#### Document section
+ + +
Pandemic forces Houston firm to close another Oklahoma plant

Two days after Houston-based Apergy reported a first quarter 2020 loss of nearly $660 million, the company announced the closing of its UPCO plant in Claremore and the layoff of 26 employees. UPCO is a subsidiary of Apergy.

The company made a WARN notification with Oklahoma’s Office of Workforce Development and blamed the need for the layoffs on the coronavirus pandemic.

“Because of unforeseeable business circumstances resulting from the ongoing COVID-19 pandemic and its significant impact on ongoing operations, Apergy USA, Inc. has made the difficult decision to close its UPCO Plant in Claremore, Oklahoma, located at 24403 Amah Parkway, Claremore, Oklahoma 74019. As a result, the Plant will cease production effective April 28, 2020. The closure of the Plant is expected to be permanent,” stated the company notification with the state.

“The closure of the Plant will result in termination of the employment of 26 full-time employees, no part-time employees, and no temporary employees,” added the announcement.

The announced layoffs followed the early-March shutdown of Apergy’s UPCO Inc. plant in Verdigris where 50 workers lost their jobs. The Verdigris plant manufactured sucker rods as part of the artificial lift technology in the well industry.

Earlier this week, Apergy issued its first quarter earnings report showing revenue was $261.4 million and net loss was $659.2 million with loss from the impairment calculation expected to be close to $750 million.
+ + +
#### Exercise data
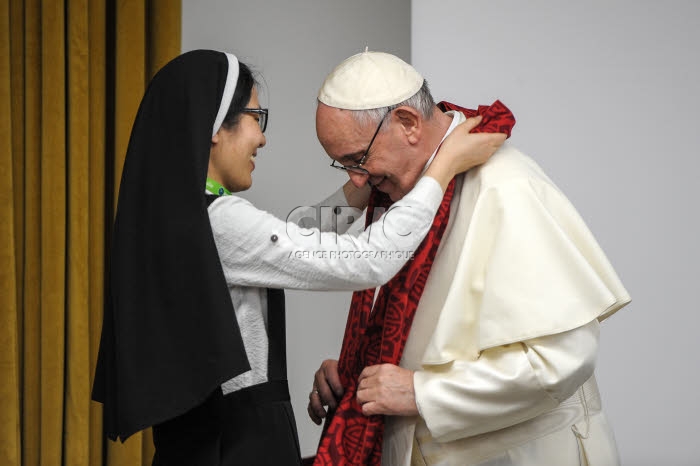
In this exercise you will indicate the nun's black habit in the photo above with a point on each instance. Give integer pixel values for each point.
(170, 336)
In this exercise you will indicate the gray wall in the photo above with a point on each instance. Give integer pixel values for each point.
(294, 44)
(607, 101)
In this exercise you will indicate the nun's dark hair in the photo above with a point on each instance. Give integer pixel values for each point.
(241, 96)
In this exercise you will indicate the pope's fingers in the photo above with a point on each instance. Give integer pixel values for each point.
(369, 371)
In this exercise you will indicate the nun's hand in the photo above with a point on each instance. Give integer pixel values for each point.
(327, 391)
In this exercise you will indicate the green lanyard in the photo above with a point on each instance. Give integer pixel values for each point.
(216, 188)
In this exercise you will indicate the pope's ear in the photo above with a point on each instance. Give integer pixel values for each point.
(410, 121)
(215, 138)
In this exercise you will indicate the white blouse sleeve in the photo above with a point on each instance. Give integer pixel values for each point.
(258, 249)
(506, 385)
(332, 214)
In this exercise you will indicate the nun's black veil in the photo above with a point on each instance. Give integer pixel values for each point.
+ + +
#### Problem to solve
List every dollar amount given in the article above about Apergy's Claremore plant closure.

#### Response below
- Nearly $660 million (the first quarter 2020 loss)
- $261.4 million (first quarter revenue)
- $659.2 million (first quarter net loss)
- Close to $750 million (the expected loss from the impairment calculation)